Historic house in Ohio, United States

The William C. Mooney House, also known as the Mooney Mansion, is located at 122 North Paul Street in Woodsfield, Ohio. The house was placed on the National Register on 1982/03/15.

==History==
The original house located on the property was a Queen Anne style residence, built with elements such as a corner tower. Such was the house when it became the home of William C. Mooney, a scion of Woodsfield's most prominent commercial family and vice-president of the Monroe Bank downtown. Beginning in 1912, Mooney arranged for a comprehensive remodelling project: gone were the ornaments, the tower, and the other Queen Anne components. In their place were built the current house's prominent facade with an Ionic-style portico, symmetrical five-bay front, and two-story-tall veranda. Mooney had a ballroom built on the third floor; here he threw Christmas parties and other events for many of the village's residents.

## Excerpted records
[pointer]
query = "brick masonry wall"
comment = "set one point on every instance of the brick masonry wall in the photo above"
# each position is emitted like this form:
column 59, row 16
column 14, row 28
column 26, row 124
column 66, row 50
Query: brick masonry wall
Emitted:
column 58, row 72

## What you need to do
1) Recast the paragraph of the Mooney House passage that begins "The original house located on the property" as a bulleted list, keeping its main facts.
2) Reproduce the stretch of the Mooney House passage from "The William C." through "Register on 1982/03/15.", changing "Mooney Mansion" to "Mooney Manor".
The material that accompanies the Mooney House passage is separate from it.

## Answers by item number
1)
- The property's original house was a Queen Anne style residence with features such as a corner tower.
- It became the home of William C. Mooney, a scion of Woodsfield's most prominent commercial family and vice-president of the Monroe Bank downtown.
- Starting in 1912, Mooney had the house comprehensively remodeled, removing the ornaments, the tower, and the other Queen Anne components.
- In their place came the current house's prominent facade with an Ionic-style portico, a symmetrical five-bay front, and a two-story-tall veranda.
- Mooney had a ballroom built on the third floor, where he held Christmas parties and other events for many of the village's residents.

2)
The William C. Mooney House, also known as the Mooney Manor, is located at 122 North Paul Street in Woodsfield, Ohio. The house was placed on the National Register on 1982/03/15.